* **EXERCISE TASK A**: Copy the rows word for word, from their start through the line that contains "[882,814,925,839]", inclusive. Leave the pictures out.

* **QUOTED PASSAGE**:
Republic of the Philippines


G.R. No. L-35578 February 23, 1989


The Solicitor General for plaintiff-appellee.

Valeriano S. Kaamino for defendants-appellants.


For the death of Cesar de la Pena the brothers Pedrito, Rogelio and Isidro, all surnamed Detalla, were charged with the crime of MURDER in Criminal Case No. 02-238 of the Court of First Instance (now Regional Trial Court), Branch II of Misamis Occidental, in an information which reads:

That on or about September 1, 1971, at about 7:00 o'clock in the evening, in Barrio Labo, Ozamis City, Philippines, and within the jurisdiction of this Honorable Court, the above- named accused, conspiring and helping one another, with treachery, and armed with stones and bolos, did then and there willfully, feloniously and unlawfully attack, assault and stab one Cesar de la Pena inflicting upon the latter the following wounds:

1. Hacking wound, across the mouth 3 1/2 inches long, involving the upper and lower lips;

2. Hacking wound, 4 inches long, over the sternum of the breast, between the nipples;

3. Hacking wound, 3 inches long, over the right hypochondriac region (over the liver area), penetrating the abdominal cavity so that part of the liver is wounded;

4. Hacking wounds over the left and right upper extremity causing amputation of both arms.

as a result of which the said Cesar de la Pena died due to massive hemorrhage, external and internal, due to the above multiple hacking wounds.

That the crime was committed with the attendant aggravating circumstance of superior strength.

Contrary to Article 248, of the Revised Penal Code (pp. 19- 20, Records).

Upon being arraigned on October 18, 1971, Rogelio and Isidro pleaded not guilty to the offense charged. Pedrito, on the other hand, changed the plea of not guilty which he earlier entered to that of guilty but the court a quo deferred the imposition of the corresponding sentence on him until after his co-accused were tried.

After the trial on the merits and pending the promulgation of the decision, Rogelio and Isidro filed a motion for new trial on the ground of newly discovered evidence consisting of the affidavits of recantation of Virginia de la Pena and Maximo de la Pena who were presented by the prosecution as witnesses to the killing.

The aforesaid motion was denied on September 15, 1972 (pp. 131-132, Records). On the same date, the court a quo promulgated its decision dated May 9, 1972, the dispositive portion of which reads:

WHEREFORE, the three accused Pedrito Detalla, Isidro Detalla and Rogelio Detalla are hereby found guilty beyond reasonable doubt of the crime of murder. They are hereby sentenced to suffer the penalty of reclusion perpetua, with the accessory penalties of the law; to jointly and severally indemnify the heirs of the deceased Cesar de la Pena in the sum of TWELVE THOUSAND PESOS (P 12,000.00), without subsidiary imprisonment in case of insolvency, and to pay the costs.

'SO ORDERED' (pp. 129-130, Records).

Only Rogelio and Isidro appealed and assigned the following errors committed by the court a quo as follows:





The deceased Cesar de la Pena and the accused Isidro were brothers-in-law, the latter being married to a sister of the former. For sometime, the two were not in good terms.

* **DATA PROVIDED**:
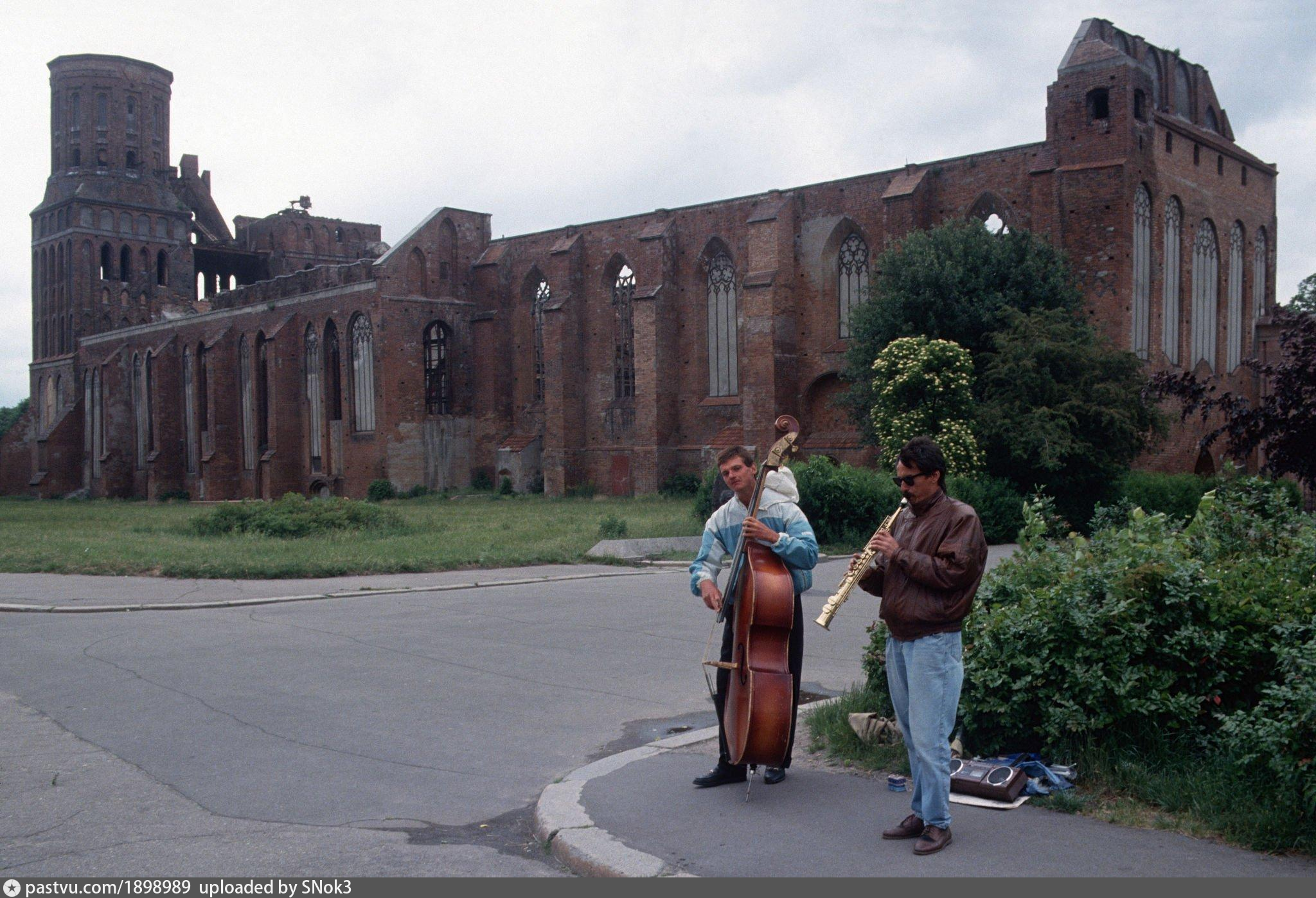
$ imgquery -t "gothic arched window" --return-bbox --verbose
[1225,221,1243,372]
[612,265,636,399]
[348,315,375,432]
[1188,219,1220,368]
[1130,184,1152,358]
[183,346,199,474]
[708,253,740,397]
[530,280,553,402]
[423,321,458,415]
[238,334,255,470]
[1160,196,1183,364]
[305,324,324,471]
[835,233,869,339]
[1252,228,1267,320]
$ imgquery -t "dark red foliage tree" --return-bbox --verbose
[1145,307,1316,486]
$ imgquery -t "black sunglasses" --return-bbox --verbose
[891,471,932,486]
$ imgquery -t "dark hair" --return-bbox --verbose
[717,446,754,467]
[896,437,947,490]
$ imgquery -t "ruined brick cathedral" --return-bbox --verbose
[0,19,1277,499]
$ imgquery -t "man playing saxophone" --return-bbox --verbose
[859,437,987,854]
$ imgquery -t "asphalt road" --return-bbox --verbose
[0,561,875,876]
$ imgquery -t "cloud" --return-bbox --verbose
[0,0,1316,404]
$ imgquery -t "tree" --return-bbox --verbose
[975,309,1164,525]
[0,397,28,437]
[1146,308,1316,487]
[1288,274,1316,315]
[871,337,982,474]
[842,221,1083,444]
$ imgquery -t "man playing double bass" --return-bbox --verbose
[689,446,819,787]
[859,437,987,854]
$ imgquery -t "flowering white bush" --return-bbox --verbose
[870,337,983,474]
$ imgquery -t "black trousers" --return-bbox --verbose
[713,593,804,768]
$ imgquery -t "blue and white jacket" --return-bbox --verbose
[689,467,819,595]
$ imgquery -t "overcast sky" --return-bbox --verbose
[0,0,1316,406]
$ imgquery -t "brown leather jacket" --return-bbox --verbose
[859,492,987,640]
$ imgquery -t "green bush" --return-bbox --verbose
[599,515,627,540]
[691,467,721,521]
[366,480,397,501]
[190,492,403,539]
[961,478,1316,765]
[658,472,700,499]
[947,474,1024,545]
[1121,471,1214,519]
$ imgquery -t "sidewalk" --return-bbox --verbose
[0,565,662,613]
[536,728,1316,877]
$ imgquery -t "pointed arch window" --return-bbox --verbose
[530,280,553,402]
[1225,221,1243,372]
[255,332,270,456]
[1188,219,1220,368]
[238,334,255,470]
[349,315,375,433]
[423,321,453,415]
[612,265,636,399]
[1252,228,1268,320]
[835,233,869,339]
[708,253,740,397]
[183,346,197,474]
[133,353,146,470]
[1130,184,1152,358]
[1160,196,1183,364]
[305,324,324,472]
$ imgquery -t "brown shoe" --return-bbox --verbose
[913,827,950,854]
[882,814,925,839]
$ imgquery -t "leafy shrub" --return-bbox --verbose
[191,492,403,539]
[869,336,983,472]
[566,481,595,499]
[658,471,700,499]
[1116,471,1214,519]
[599,515,627,540]
[692,467,721,521]
[961,478,1316,765]
[366,480,397,501]
[947,474,1024,545]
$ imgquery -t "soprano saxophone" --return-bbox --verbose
[814,499,909,629]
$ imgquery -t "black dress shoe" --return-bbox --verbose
[695,764,745,789]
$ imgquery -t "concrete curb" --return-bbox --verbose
[0,570,662,614]
[534,697,840,877]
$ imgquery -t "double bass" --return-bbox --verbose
[704,415,800,784]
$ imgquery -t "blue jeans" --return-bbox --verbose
[887,632,965,828]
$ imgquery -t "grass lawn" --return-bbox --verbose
[0,495,702,578]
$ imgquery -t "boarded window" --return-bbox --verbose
[1160,196,1183,364]
[349,315,375,432]
[708,253,740,397]
[423,321,458,415]
[1225,221,1243,372]
[612,265,636,399]
[1130,184,1152,358]
[1188,219,1220,368]
[835,235,869,339]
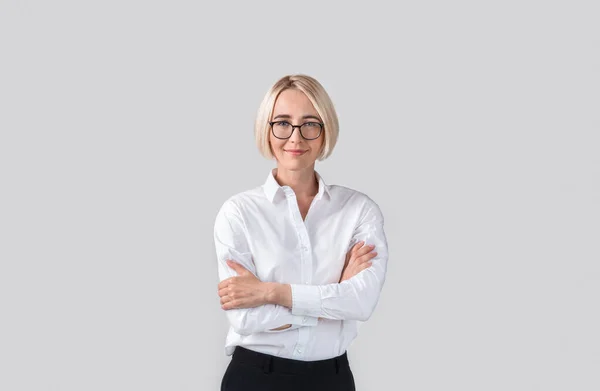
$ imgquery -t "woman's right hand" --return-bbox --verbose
[340,241,377,282]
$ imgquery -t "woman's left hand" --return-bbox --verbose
[219,260,267,310]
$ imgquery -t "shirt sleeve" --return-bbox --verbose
[290,199,388,322]
[214,200,318,335]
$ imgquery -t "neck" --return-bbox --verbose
[274,165,319,198]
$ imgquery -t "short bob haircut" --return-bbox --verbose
[254,74,339,160]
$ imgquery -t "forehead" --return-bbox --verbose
[273,89,318,116]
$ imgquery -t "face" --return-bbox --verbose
[269,89,325,171]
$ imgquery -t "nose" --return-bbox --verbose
[288,128,302,143]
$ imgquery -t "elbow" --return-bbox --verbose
[355,295,379,322]
[356,307,375,322]
[231,324,252,336]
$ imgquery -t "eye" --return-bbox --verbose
[302,122,320,128]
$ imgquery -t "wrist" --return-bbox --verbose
[263,282,281,304]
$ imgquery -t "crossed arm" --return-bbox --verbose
[214,201,388,335]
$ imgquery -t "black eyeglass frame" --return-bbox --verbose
[269,121,325,140]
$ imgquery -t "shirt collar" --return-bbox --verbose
[263,168,331,202]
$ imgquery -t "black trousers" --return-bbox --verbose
[221,346,356,391]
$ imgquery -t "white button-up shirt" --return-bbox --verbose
[214,169,388,361]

* **EXERCISE TASK B**:
Answer these questions from the court decision:
(i) On what date were Rogelio and Isidro arraigned?
(ii) How much were the three accused ordered to pay the heirs of Cesar de la Pena?
(iii) How was Isidro related to Cesar de la Pena?

* **FINAL RESULT A**:
$ imgquery -t "gothic arched window" --return-bbox --verbose
[1225,221,1243,372]
[612,265,636,399]
[348,315,375,432]
[1188,219,1220,368]
[1130,184,1152,358]
[183,346,199,474]
[708,253,740,397]
[530,280,553,402]
[423,321,458,415]
[238,334,255,470]
[1160,196,1183,364]
[305,324,324,471]
[835,233,869,339]
[1252,228,1267,320]
$ imgquery -t "dark red foliage tree" --return-bbox --verbose
[1145,307,1316,486]
$ imgquery -t "black sunglasses" --return-bbox --verbose
[891,471,932,486]
$ imgquery -t "dark hair" --return-bbox --verbose
[717,446,754,467]
[896,437,947,490]
$ imgquery -t "ruined brick cathedral" --return-bbox --verbose
[0,19,1277,499]
$ imgquery -t "man playing saxophone" --return-bbox --verbose
[859,437,987,854]
$ imgquery -t "asphalt road" --return-bbox --verbose
[0,561,875,876]
$ imgquery -t "cloud" --return-bbox --verbose
[0,0,1316,404]
$ imgquery -t "tree" --return-bbox --verbose
[975,309,1164,525]
[0,397,28,437]
[1146,308,1316,487]
[1288,274,1316,315]
[871,337,982,474]
[842,221,1083,444]
$ imgquery -t "man playing double bass" --return-bbox --verbose
[689,446,819,787]
[859,437,987,854]
$ imgquery -t "flowering white bush" --return-bbox --verbose
[870,337,983,474]
$ imgquery -t "black trousers" --return-bbox --verbose
[713,593,804,768]
$ imgquery -t "blue and white jacket" --return-bbox --verbose
[689,467,819,595]
$ imgquery -t "overcast sky" --return-bbox --verbose
[0,0,1316,406]
$ imgquery -t "brown leather jacket" --return-bbox --verbose
[859,492,987,640]
$ imgquery -t "green bush" --return-bbox --verbose
[599,515,627,540]
[691,467,721,521]
[366,480,397,501]
[190,492,403,539]
[961,478,1316,765]
[658,472,700,499]
[947,474,1024,545]
[1121,471,1214,519]
$ imgquery -t "sidewalk" --return-bbox --verbose
[0,565,662,613]
[536,728,1316,877]
$ imgquery -t "pointed arch window" --return-bbox --verbose
[530,280,553,402]
[1225,221,1243,372]
[255,332,270,456]
[1188,219,1220,368]
[238,334,255,470]
[349,315,375,433]
[423,321,453,415]
[612,265,636,399]
[1252,228,1268,320]
[835,233,869,339]
[708,253,740,397]
[183,346,197,474]
[133,353,146,470]
[1130,184,1152,358]
[1160,196,1183,364]
[305,324,324,472]
$ imgquery -t "brown shoe" --return-bbox --verbose
[913,827,950,854]
[882,814,925,839]

* **FINAL RESULT B**:
(i) October 18, 1971
(ii) Twelve thousand pesos (P 12,000.00)
(iii) They were brothers-in-law. Isidro was married to a sister of Cesar de la Pena.